- _Excerpted text_
The current Tokyo Convention signatories are Australia, China, Japan, Mongolia, New Zealand, the Republic of Korea, Turkey and the Holy See. Fiji joined in August 2020. They will officially launch the (APNNIC) portal on 18 November.
“It will be an important portal, not only for the parties [to the convention], but also for students, higher education institutions and other stakeholders to get real information,” Fatma Özturk, head of the ENIC-NARIC Turkey office and APPNIC Turkey office under Turkey’s Council of Higher Education (YÖK), said.
Turkey’s NIC “will inform people how to make applications regarding these non-traditional credentials and we will show them the way to have their learning accepted by the authorities, for example for admission to higher education. We have cases in Turkey on this and can share good practice with other parties”, she said.
“In one way or another every country has these credentials; some define them very well,” but Özturk added that there was a lot of confusion over how they should be recognised.
“There is confusion about what distance learning and what open learning is and in some countries that causes problems. In some countries open learning, distance learning, formal and non-formal learning are recognised. In other countries some of them are recognised, some are not,” she said.
“In Turkey we recognise distance learning, but it passes through a recognition process and we also had an online recognition process three years ago before there was any COVID.”
While the APNNIC network is currently limited to the nine member countries, or just a fifth of current UNESCO Asia-Pacific region member countries, “with every new member of the convention, the APNNIC network will extend itself and will be stronger, more effective and useful for different stakeholders in higher education,” she said.
“Distance and open learning will be playing a very important role in providing continuous education and the countries that use information and media technologies effectively will be the leading ones in this sector,” Özturk said. “APNNIC can be considered as one of the tools, used as a reference for getting adequate and reliable information on different education systems.”

Annotated photo location data:
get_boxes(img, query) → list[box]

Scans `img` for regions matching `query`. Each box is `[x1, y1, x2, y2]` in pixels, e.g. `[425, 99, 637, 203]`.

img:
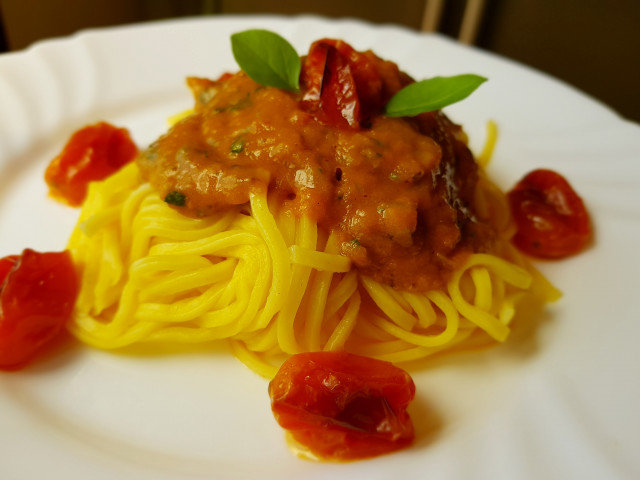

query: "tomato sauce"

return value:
[137, 46, 494, 291]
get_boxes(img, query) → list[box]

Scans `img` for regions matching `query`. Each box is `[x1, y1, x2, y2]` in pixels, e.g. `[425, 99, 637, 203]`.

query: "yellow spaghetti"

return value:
[68, 122, 559, 378]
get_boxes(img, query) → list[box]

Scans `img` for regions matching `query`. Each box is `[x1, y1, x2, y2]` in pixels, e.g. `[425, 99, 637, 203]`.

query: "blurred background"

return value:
[0, 0, 640, 121]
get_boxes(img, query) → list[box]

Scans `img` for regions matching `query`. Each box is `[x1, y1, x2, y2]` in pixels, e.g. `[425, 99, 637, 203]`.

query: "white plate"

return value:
[0, 17, 640, 480]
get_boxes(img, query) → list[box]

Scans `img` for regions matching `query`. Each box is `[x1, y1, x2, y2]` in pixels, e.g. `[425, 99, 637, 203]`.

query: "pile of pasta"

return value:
[68, 126, 560, 378]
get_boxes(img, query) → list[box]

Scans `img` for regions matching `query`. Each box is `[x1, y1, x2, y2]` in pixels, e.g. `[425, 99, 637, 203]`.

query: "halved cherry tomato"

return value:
[300, 38, 384, 128]
[44, 122, 138, 207]
[269, 352, 415, 460]
[507, 169, 591, 258]
[0, 249, 78, 370]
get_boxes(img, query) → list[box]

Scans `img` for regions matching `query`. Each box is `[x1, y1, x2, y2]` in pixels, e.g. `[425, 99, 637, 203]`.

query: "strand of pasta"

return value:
[69, 165, 558, 377]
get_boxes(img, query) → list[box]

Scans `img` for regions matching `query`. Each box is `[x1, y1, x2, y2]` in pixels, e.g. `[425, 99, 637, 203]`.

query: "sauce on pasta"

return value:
[138, 50, 494, 292]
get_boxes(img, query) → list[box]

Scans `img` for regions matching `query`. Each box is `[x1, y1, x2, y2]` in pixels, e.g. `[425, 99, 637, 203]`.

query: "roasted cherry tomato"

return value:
[269, 352, 415, 460]
[300, 39, 384, 128]
[44, 122, 138, 206]
[507, 170, 591, 258]
[0, 249, 78, 370]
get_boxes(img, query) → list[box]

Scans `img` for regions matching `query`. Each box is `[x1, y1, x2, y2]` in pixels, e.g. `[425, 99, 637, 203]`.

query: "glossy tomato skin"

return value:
[45, 122, 138, 206]
[0, 249, 78, 370]
[300, 38, 388, 128]
[507, 169, 592, 259]
[269, 352, 415, 460]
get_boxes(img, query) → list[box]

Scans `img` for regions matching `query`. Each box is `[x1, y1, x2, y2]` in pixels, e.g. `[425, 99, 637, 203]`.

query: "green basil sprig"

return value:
[231, 29, 487, 117]
[231, 29, 301, 92]
[385, 73, 487, 117]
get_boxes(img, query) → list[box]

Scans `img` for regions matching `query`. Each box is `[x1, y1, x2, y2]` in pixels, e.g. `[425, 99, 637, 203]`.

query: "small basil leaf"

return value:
[386, 74, 487, 117]
[231, 30, 301, 91]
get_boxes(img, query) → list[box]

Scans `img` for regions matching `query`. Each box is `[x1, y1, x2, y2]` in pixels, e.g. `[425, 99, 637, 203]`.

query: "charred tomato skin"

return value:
[0, 249, 78, 370]
[45, 122, 138, 207]
[507, 169, 592, 259]
[269, 352, 415, 460]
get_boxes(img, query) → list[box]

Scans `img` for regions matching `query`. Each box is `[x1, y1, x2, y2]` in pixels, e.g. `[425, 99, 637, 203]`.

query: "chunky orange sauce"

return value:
[138, 50, 492, 291]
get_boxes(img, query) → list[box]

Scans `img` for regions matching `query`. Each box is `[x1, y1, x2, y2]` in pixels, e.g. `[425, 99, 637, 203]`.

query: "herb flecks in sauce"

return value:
[138, 42, 492, 291]
[164, 191, 187, 207]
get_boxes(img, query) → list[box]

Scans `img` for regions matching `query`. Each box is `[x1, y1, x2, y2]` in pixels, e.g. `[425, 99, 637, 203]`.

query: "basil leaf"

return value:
[231, 30, 301, 92]
[386, 73, 487, 117]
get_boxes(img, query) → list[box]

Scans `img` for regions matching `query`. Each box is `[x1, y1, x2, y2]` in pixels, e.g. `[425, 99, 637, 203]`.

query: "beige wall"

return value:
[0, 0, 640, 121]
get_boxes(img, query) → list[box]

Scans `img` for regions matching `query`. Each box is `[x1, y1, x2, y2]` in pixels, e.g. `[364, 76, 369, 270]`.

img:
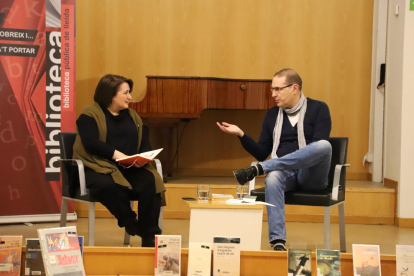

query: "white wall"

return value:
[384, 0, 414, 218]
[384, 0, 406, 181]
[398, 0, 414, 218]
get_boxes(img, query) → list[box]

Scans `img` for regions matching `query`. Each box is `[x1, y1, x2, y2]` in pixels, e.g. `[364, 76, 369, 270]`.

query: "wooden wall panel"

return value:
[77, 0, 373, 179]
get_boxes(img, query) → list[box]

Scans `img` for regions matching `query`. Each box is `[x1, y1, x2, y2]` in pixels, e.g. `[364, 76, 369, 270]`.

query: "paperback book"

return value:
[187, 242, 211, 276]
[154, 235, 181, 276]
[37, 226, 85, 276]
[316, 249, 341, 276]
[0, 236, 23, 276]
[396, 245, 414, 276]
[213, 237, 240, 276]
[288, 249, 312, 276]
[352, 244, 381, 276]
[24, 239, 46, 276]
[115, 148, 163, 165]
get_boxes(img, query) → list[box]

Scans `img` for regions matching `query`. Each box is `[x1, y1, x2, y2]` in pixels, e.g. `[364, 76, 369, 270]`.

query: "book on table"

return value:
[154, 235, 181, 276]
[0, 236, 23, 276]
[352, 244, 381, 276]
[213, 237, 240, 276]
[288, 249, 312, 276]
[37, 226, 85, 276]
[187, 242, 211, 276]
[24, 239, 46, 276]
[115, 148, 163, 164]
[395, 245, 414, 276]
[316, 249, 341, 276]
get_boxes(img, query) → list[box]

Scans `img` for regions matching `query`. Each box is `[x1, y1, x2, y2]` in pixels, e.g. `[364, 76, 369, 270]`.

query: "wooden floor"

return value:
[0, 218, 414, 255]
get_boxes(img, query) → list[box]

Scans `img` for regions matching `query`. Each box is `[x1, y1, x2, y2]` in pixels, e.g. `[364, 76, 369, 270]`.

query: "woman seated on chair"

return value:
[73, 75, 165, 247]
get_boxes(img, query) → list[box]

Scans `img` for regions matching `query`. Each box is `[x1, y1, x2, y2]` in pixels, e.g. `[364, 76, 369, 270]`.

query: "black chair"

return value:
[59, 132, 163, 246]
[250, 137, 350, 252]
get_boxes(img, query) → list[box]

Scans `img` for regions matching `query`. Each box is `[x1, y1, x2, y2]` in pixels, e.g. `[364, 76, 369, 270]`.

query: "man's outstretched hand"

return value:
[217, 122, 244, 137]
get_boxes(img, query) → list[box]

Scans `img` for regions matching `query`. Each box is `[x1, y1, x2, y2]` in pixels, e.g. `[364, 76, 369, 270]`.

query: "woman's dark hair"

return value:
[93, 74, 134, 107]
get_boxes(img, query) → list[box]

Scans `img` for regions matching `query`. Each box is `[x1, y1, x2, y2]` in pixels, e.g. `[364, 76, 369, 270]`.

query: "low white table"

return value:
[186, 200, 263, 250]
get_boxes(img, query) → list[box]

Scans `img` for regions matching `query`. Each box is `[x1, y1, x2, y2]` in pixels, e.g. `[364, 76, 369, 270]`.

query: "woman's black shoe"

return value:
[233, 166, 259, 185]
[125, 220, 142, 236]
[141, 236, 155, 247]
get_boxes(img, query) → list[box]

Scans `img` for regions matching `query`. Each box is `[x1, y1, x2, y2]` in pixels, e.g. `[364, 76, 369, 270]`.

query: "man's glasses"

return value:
[270, 83, 294, 93]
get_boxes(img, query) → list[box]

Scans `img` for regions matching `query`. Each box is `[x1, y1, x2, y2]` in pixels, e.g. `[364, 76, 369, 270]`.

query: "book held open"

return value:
[115, 148, 163, 164]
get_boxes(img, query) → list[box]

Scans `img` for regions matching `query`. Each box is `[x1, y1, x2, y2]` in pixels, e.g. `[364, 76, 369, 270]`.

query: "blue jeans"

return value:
[260, 140, 332, 242]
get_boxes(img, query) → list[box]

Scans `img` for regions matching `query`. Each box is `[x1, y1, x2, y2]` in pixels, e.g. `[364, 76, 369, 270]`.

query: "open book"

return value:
[115, 148, 163, 164]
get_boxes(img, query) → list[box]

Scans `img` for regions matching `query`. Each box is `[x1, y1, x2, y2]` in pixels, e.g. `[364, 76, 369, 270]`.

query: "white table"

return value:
[186, 200, 263, 250]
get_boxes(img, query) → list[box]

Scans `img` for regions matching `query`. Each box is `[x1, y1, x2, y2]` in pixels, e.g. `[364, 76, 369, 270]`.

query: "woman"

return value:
[73, 75, 165, 247]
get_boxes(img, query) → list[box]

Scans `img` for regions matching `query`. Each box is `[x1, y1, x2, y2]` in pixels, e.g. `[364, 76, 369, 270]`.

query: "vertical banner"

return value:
[0, 0, 76, 223]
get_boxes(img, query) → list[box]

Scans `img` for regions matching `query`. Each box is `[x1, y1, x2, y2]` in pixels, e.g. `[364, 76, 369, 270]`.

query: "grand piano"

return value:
[130, 76, 274, 174]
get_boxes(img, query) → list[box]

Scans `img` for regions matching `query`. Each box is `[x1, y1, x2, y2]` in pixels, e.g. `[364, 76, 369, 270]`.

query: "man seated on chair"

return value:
[217, 68, 332, 251]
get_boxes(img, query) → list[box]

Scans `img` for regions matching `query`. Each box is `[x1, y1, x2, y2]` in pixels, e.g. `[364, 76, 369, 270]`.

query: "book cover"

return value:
[154, 235, 181, 276]
[115, 148, 163, 164]
[0, 236, 23, 276]
[352, 244, 381, 276]
[24, 239, 46, 276]
[37, 226, 85, 276]
[396, 245, 414, 276]
[316, 249, 341, 276]
[288, 249, 312, 276]
[213, 237, 240, 276]
[78, 236, 84, 258]
[187, 242, 211, 276]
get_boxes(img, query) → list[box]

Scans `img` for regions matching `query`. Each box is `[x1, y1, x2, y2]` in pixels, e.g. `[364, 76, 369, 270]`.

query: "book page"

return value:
[115, 148, 163, 164]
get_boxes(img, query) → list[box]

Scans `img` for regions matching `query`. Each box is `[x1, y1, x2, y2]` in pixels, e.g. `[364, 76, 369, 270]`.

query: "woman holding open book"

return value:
[73, 75, 165, 247]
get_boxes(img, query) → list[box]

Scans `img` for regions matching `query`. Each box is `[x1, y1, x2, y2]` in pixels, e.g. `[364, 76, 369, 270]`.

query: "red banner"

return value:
[0, 0, 76, 220]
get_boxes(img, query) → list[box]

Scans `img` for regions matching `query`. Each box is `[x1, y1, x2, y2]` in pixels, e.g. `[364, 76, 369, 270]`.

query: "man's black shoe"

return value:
[273, 243, 287, 251]
[141, 236, 155, 247]
[233, 166, 259, 185]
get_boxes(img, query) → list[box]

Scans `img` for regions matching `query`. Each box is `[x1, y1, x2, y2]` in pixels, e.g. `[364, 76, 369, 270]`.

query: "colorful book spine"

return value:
[288, 249, 312, 276]
[352, 244, 381, 276]
[154, 235, 181, 276]
[316, 249, 341, 276]
[0, 236, 23, 276]
[213, 237, 240, 276]
[187, 242, 212, 276]
[37, 226, 85, 276]
[24, 239, 46, 276]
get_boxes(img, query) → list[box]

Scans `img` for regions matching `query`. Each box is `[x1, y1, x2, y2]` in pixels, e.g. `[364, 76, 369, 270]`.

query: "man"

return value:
[217, 69, 332, 251]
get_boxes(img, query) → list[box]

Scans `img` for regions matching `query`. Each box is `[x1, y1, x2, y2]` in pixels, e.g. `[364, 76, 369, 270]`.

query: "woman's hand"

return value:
[217, 122, 244, 137]
[134, 162, 148, 168]
[112, 150, 129, 160]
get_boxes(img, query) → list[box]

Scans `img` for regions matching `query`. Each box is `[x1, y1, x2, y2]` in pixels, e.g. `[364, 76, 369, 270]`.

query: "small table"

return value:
[186, 200, 263, 250]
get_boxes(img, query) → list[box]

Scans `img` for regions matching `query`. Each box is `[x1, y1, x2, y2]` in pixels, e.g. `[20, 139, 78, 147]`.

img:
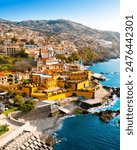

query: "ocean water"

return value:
[54, 59, 120, 150]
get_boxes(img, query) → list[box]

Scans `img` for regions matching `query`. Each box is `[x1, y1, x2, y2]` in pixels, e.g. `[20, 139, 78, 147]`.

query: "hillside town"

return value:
[0, 18, 119, 150]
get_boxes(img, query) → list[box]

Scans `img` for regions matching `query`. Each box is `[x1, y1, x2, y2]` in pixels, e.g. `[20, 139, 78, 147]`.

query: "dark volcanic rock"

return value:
[94, 110, 120, 123]
[103, 86, 120, 97]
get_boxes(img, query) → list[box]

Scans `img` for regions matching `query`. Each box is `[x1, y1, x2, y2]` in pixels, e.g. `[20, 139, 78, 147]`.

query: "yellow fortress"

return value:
[18, 70, 99, 100]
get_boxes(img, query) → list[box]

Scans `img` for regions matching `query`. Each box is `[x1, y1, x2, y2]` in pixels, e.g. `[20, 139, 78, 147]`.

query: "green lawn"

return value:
[3, 107, 18, 116]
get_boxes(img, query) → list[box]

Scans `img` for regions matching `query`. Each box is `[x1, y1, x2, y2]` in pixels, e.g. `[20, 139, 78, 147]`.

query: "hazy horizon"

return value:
[0, 0, 120, 32]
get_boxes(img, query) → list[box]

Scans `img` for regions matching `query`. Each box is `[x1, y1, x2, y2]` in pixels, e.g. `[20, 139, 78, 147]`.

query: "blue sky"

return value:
[0, 0, 120, 31]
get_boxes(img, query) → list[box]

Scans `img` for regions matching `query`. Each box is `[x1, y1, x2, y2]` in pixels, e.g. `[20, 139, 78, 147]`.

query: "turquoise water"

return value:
[54, 59, 120, 150]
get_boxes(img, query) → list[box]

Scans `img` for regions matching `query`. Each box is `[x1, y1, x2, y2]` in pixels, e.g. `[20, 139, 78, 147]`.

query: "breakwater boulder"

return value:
[94, 110, 120, 123]
[103, 86, 120, 97]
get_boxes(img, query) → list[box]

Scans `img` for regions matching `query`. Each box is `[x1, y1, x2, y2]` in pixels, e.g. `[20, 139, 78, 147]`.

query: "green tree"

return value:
[14, 95, 24, 107]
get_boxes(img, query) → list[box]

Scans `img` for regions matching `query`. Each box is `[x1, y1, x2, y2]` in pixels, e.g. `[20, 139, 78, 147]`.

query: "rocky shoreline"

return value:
[94, 110, 120, 123]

- _What the task asks_
Write out the full text about the Tokyo Convention portal from above, word for word.

- _Task result_
The current Tokyo Convention signatories are Australia, China, Japan, Mongolia, New Zealand, the Republic of Korea, Turkey and the Holy See. Fiji joined in August 2020. They will officially launch the (APNNIC) portal on 18 November.
“It will be an important portal, not only for the parties [to the convention], but also for students, higher education institutions and other stakeholders to get real information,” Fatma Özturk, head of the ENIC-NARIC Turkey office and APPNIC Turkey office under Turkey’s Council of Higher Education (YÖK), said.
Turkey’s NIC “will inform people how to make applications regarding these non-traditional credentials and we will show them the way to have their learning accepted by the authorities, for example for admission to higher education. We have cases in Turkey on this and can share good practice with other parties”, she said.
“In one way or another every country has these credentials; some define them very well,” but Özturk added that there was a lot of confusion over how they should be recognised.
“There is confusion about what distance learning and what open learning is and in some countries that causes problems. In some countries open learning, distance learning, formal and non-formal learning are recognised. In other countries some of them are recognised, some are not,” she said.
“In Turkey we recognise distance learning, but it passes through a recognition process and we also had an online recognition process three years ago before there was any COVID.”
While the APNNIC network is currently limited to the nine member countries, or just a fifth of current UNESCO Asia-Pacific region member countries, “with every new member of the convention, the APNNIC network will extend itself and will be stronger, more effective and useful for different stakeholders in higher education,” she said.
“Distance and open learning will be playing a very important role in providing continuous education and the countries that use information and media technologies effectively will be the leading ones in this sector,” Özturk said. “APNNIC can be considered as one of the tools, used as a reference for getting adequate and reliable information on different education systems.”